**DATASET ENTRIES:**
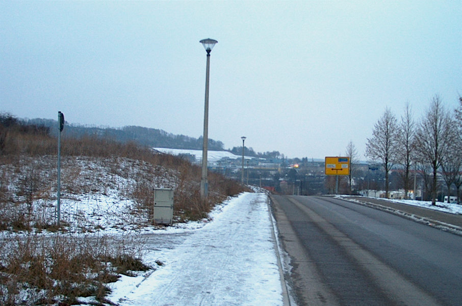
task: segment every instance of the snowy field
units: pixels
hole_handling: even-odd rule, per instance
[[[429,209],[434,209],[439,210],[443,212],[448,212],[455,214],[462,214],[462,205],[460,204],[452,203],[443,203],[442,202],[437,202],[436,205],[432,205],[431,202],[425,201],[414,201],[413,200],[390,200],[392,202],[399,203],[407,204],[408,205],[414,205],[415,206],[420,206]]]
[[[267,201],[264,193],[244,193],[218,206],[202,227],[149,234],[143,259],[159,267],[122,276],[109,299],[123,306],[283,305]]]

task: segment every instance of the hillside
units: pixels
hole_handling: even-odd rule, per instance
[[[141,260],[141,231],[152,225],[153,189],[174,189],[175,222],[200,220],[216,203],[246,189],[133,142],[95,135],[61,144],[61,226],[57,226],[57,140],[42,126],[0,116],[0,304],[67,305],[107,284],[155,269]],[[159,263],[159,264],[162,264]]]
[[[58,122],[51,119],[34,119],[23,120],[26,125],[41,125],[50,129],[52,135],[58,135]],[[185,135],[176,135],[158,129],[141,126],[124,126],[120,128],[96,127],[66,123],[63,131],[64,137],[79,137],[83,135],[97,135],[125,143],[134,141],[147,147],[158,147],[174,149],[201,150],[202,136],[194,138]],[[222,151],[224,145],[220,141],[209,140],[210,150]]]

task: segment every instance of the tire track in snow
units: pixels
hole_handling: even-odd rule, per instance
[[[232,199],[120,305],[282,305],[266,201],[263,193],[246,193]]]

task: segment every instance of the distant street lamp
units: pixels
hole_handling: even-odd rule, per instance
[[[241,182],[244,184],[244,141],[247,138],[245,136],[241,137],[242,140],[242,173],[241,174]]]
[[[204,106],[203,145],[202,147],[202,178],[200,180],[200,199],[205,201],[207,198],[209,182],[207,179],[207,149],[209,145],[209,74],[210,69],[210,51],[215,44],[218,42],[214,39],[207,38],[199,42],[207,51],[207,66],[206,70],[206,101]]]

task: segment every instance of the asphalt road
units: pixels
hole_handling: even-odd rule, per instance
[[[327,197],[272,196],[299,306],[462,305],[462,237]]]

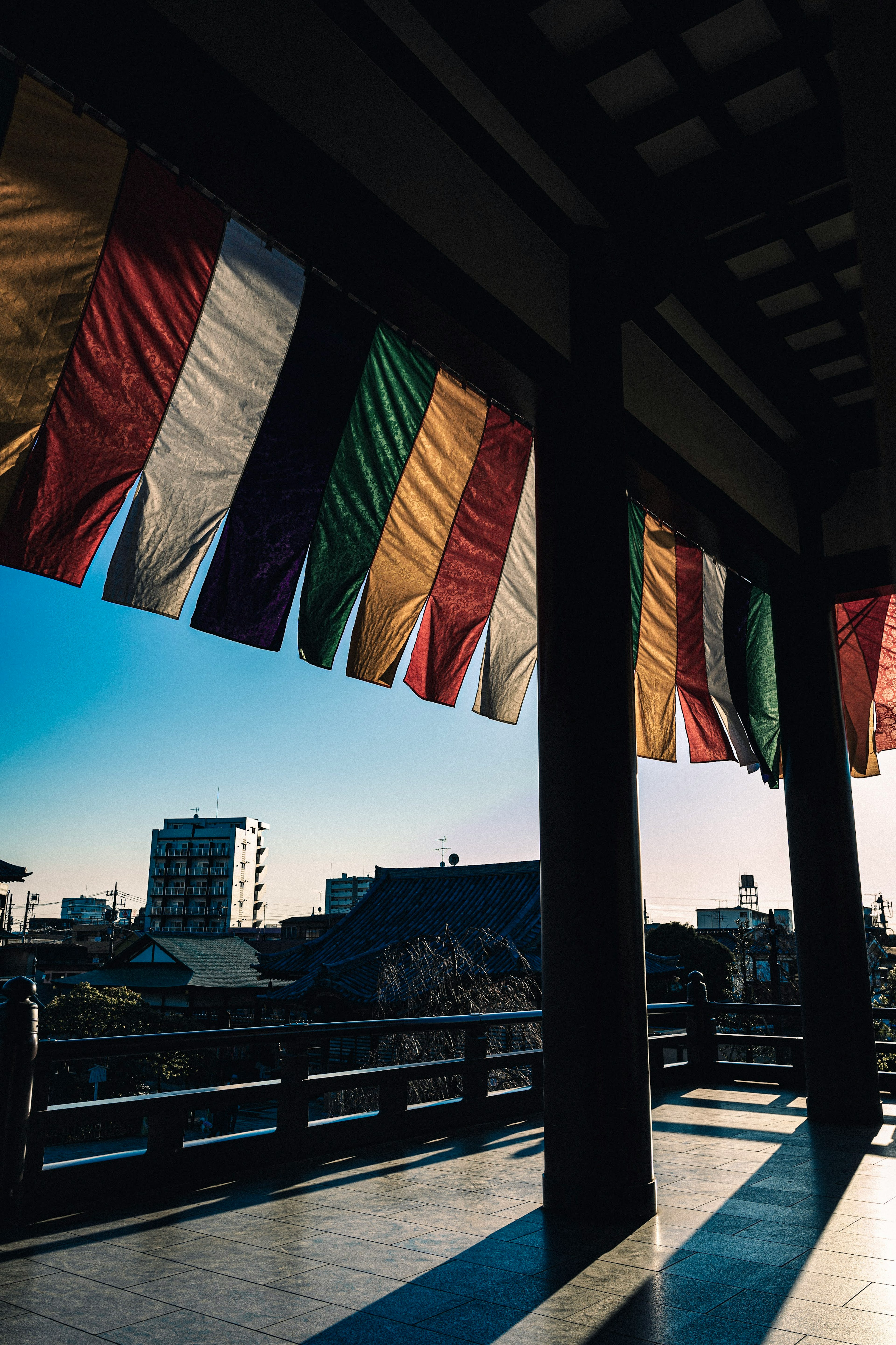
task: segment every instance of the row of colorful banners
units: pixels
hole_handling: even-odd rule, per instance
[[[326,277],[0,59],[0,564],[516,722],[536,662],[532,429]],[[771,604],[630,503],[638,755],[775,788]],[[223,527],[222,527],[223,523]],[[363,592],[361,592],[363,589]],[[896,745],[896,599],[837,609],[853,773]],[[422,617],[422,619],[420,619]]]
[[[0,564],[516,722],[536,658],[532,430],[39,79],[0,62]],[[223,522],[223,529],[222,529]],[[423,611],[426,608],[426,611]]]

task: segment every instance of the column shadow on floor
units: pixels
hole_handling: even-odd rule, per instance
[[[737,1104],[742,1116],[744,1111],[758,1119],[770,1114],[768,1099],[758,1098],[754,1104]],[[795,1100],[793,1093],[780,1093],[775,1114],[794,1116],[787,1108]],[[772,1332],[776,1341],[799,1340],[803,1330],[791,1337],[774,1332],[772,1323],[794,1291],[803,1295],[801,1302],[818,1303],[821,1295],[829,1311],[840,1309],[837,1286],[829,1291],[819,1283],[834,1276],[813,1275],[809,1280],[803,1267],[862,1159],[893,1154],[893,1147],[872,1149],[870,1130],[809,1126],[805,1111],[799,1111],[802,1123],[794,1132],[782,1134],[775,1128],[746,1130],[733,1116],[731,1126],[719,1124],[717,1100],[701,1103],[685,1095],[674,1102],[693,1111],[695,1119],[654,1120],[657,1139],[779,1146],[732,1194],[720,1198],[715,1212],[664,1205],[662,1178],[660,1215],[646,1225],[600,1225],[537,1210],[351,1318],[302,1338],[314,1345],[367,1340],[423,1345],[431,1341],[430,1333],[438,1333],[492,1345],[510,1333],[508,1345],[517,1337],[603,1345],[633,1338],[662,1345],[759,1345]],[[705,1124],[700,1122],[701,1106]],[[737,1161],[736,1147],[731,1161]],[[727,1174],[731,1169],[708,1166],[707,1177],[715,1170]],[[670,1188],[676,1184],[665,1185],[668,1198],[674,1200]],[[688,1228],[689,1221],[699,1227]],[[861,1287],[846,1280],[842,1286],[844,1294]],[[463,1302],[430,1315],[426,1291],[453,1294]],[[544,1317],[551,1318],[556,1337]],[[866,1313],[861,1317],[869,1322]],[[896,1319],[888,1321],[896,1338]]]

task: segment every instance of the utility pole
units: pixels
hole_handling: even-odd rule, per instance
[[[39,901],[40,901],[40,893],[39,892],[27,892],[26,893],[26,913],[21,917],[21,939],[23,939],[23,942],[24,942],[24,936],[26,936],[26,933],[28,931],[28,919],[31,916],[31,908],[36,907],[39,904]],[[12,921],[11,921],[11,924],[12,924]]]
[[[111,962],[113,954],[116,951],[116,924],[118,923],[118,880],[116,878],[116,885],[111,892],[106,892],[107,897],[111,897],[111,919],[109,919],[109,908],[106,908],[106,921],[109,924],[109,960]]]
[[[778,967],[778,925],[775,912],[768,912],[768,979],[771,982],[771,1002],[780,1003],[780,970]]]

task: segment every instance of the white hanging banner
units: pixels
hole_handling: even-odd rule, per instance
[[[305,272],[231,221],[103,599],[179,617],[261,429]]]
[[[476,713],[502,724],[516,724],[537,652],[533,445],[489,617],[480,686],[473,703]]]

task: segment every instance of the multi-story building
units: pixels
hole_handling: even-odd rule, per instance
[[[144,924],[223,933],[261,925],[267,846],[255,818],[165,818],[152,834]]]
[[[105,924],[106,911],[111,911],[106,897],[64,897],[60,920],[78,920],[81,924]],[[118,908],[118,924],[130,924],[130,911]],[[34,927],[34,921],[31,921]]]
[[[697,911],[697,929],[756,929],[767,923],[768,912],[759,909],[759,888],[752,873],[742,873],[736,905],[720,901],[717,907]],[[775,924],[783,925],[786,933],[793,933],[793,911],[786,907],[775,908]]]
[[[328,878],[326,893],[324,896],[324,915],[348,915],[352,907],[364,896],[372,881],[369,874],[357,877],[348,873],[344,873],[341,878]]]

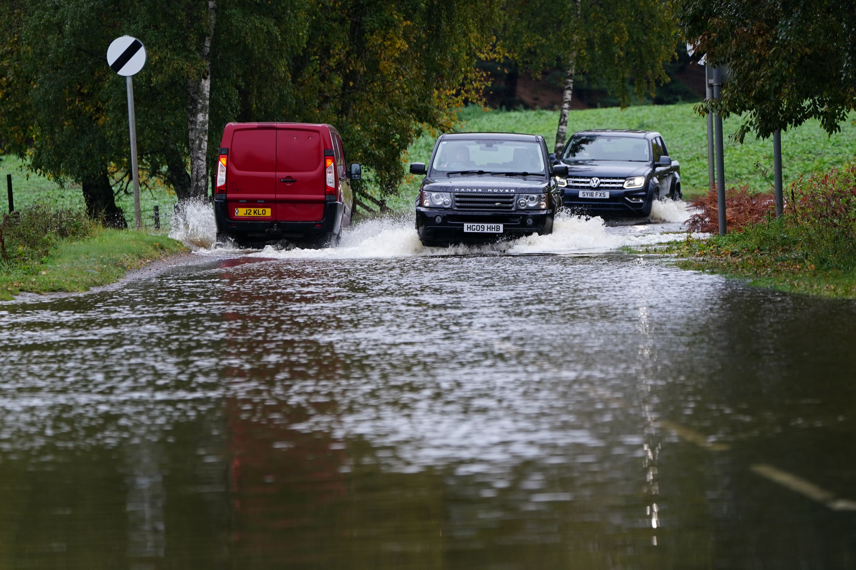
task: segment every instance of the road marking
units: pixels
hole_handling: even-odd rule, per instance
[[[726,444],[717,444],[709,441],[707,437],[698,433],[695,430],[691,430],[679,424],[674,424],[669,420],[657,420],[657,423],[667,430],[675,432],[681,439],[688,441],[691,444],[695,444],[705,450],[710,450],[710,451],[728,451],[730,449]]]
[[[811,481],[806,481],[801,477],[791,474],[787,471],[777,469],[772,465],[766,463],[756,463],[749,467],[753,473],[765,479],[778,483],[786,489],[790,489],[795,493],[800,493],[803,497],[807,497],[812,501],[826,505],[829,508],[836,511],[856,510],[856,501],[849,499],[837,499],[835,494],[818,487]]]

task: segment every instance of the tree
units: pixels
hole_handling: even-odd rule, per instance
[[[846,0],[692,0],[683,35],[730,69],[722,97],[698,109],[743,116],[737,131],[767,138],[817,119],[829,133],[856,109],[856,10]]]
[[[669,80],[663,64],[675,56],[677,37],[668,0],[508,0],[505,12],[501,43],[522,67],[566,70],[556,152],[565,144],[578,71],[603,79],[622,106],[631,81],[642,98]]]
[[[125,89],[110,42],[140,38],[141,169],[180,199],[207,195],[216,138],[234,120],[336,125],[386,192],[424,128],[449,128],[478,97],[478,56],[498,0],[8,0],[0,6],[0,150],[61,184],[90,214],[123,220],[130,179]],[[13,114],[11,110],[15,112]],[[211,138],[215,138],[211,140]],[[189,173],[188,173],[189,167]]]

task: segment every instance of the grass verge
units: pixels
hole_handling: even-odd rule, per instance
[[[768,212],[765,220],[755,216],[724,236],[688,238],[659,252],[676,254],[682,268],[745,278],[753,285],[856,297],[856,164],[800,179],[788,195],[781,218]]]
[[[693,110],[692,103],[677,105],[639,105],[621,109],[617,107],[586,109],[570,112],[568,133],[592,128],[642,129],[659,131],[669,153],[681,162],[682,191],[685,198],[707,192],[707,131],[705,120]],[[552,149],[559,112],[550,110],[483,110],[471,105],[459,117],[460,132],[499,132],[540,134]],[[841,132],[828,136],[817,120],[782,133],[784,157],[783,177],[786,186],[817,170],[829,170],[856,156],[856,115],[841,123]],[[737,130],[740,117],[724,121],[726,134]],[[407,162],[427,162],[437,137],[424,134],[408,149]],[[773,185],[773,144],[770,139],[746,137],[743,144],[725,140],[725,174],[727,186],[748,185],[766,191]],[[422,177],[406,177],[399,195],[389,197],[394,210],[410,211],[413,208]]]
[[[113,283],[129,269],[187,250],[165,235],[104,228],[82,214],[44,204],[5,216],[2,227],[3,300],[21,291],[85,291]]]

**STATED TASK:**
Render the records from their beginning through the line containing "[[[232,199],[120,305],[282,305],[266,201],[263,193],[246,193]]]" as a Markdown table with the columns Index and Text, one numbered row per line. Omit blank lines and the pictures.

**TASK RESPONSE:**
| Index | Text |
|---|---|
| 1 | task: segment every instance of the snowy field |
| 2 | units: pixels |
| 3 | hole_handling: even-odd rule, per instance |
| 4 | [[[429,209],[434,209],[439,210],[443,212],[448,212],[455,214],[462,214],[462,205],[460,204],[452,203],[443,203],[442,202],[437,202],[436,205],[432,205],[431,202],[425,201],[414,201],[413,200],[390,200],[392,202],[399,203],[407,204],[408,205],[414,205],[415,206],[420,206]]] |
| 5 | [[[267,201],[264,193],[244,193],[218,206],[202,227],[149,234],[143,259],[159,267],[122,276],[109,299],[123,306],[283,305]]] |
| 6 | task: segment every instance of the hillside |
| 7 | units: pixels |
| 8 | hole_handling: even-odd rule, per instance |
| 9 | [[[141,260],[141,231],[152,225],[153,189],[174,189],[175,222],[200,220],[216,203],[246,189],[133,142],[95,135],[61,144],[61,226],[57,226],[57,140],[42,126],[0,116],[0,304],[67,305],[107,284],[155,269]],[[159,263],[159,264],[162,264]]] |
| 10 | [[[58,122],[51,119],[34,119],[23,120],[26,125],[41,125],[50,129],[52,135],[58,135]],[[185,135],[176,135],[158,129],[141,126],[124,126],[120,128],[96,127],[66,123],[63,131],[64,137],[79,137],[83,135],[97,135],[125,143],[134,141],[147,147],[158,147],[174,149],[201,150],[202,136],[194,138]],[[222,151],[224,145],[220,141],[209,140],[210,150]]] |
| 11 | task: segment every instance of the tire track in snow |
| 12 | units: pixels |
| 13 | hole_handling: even-odd rule, per instance |
| 14 | [[[232,199],[120,305],[282,305],[266,201],[263,193],[246,193]]] |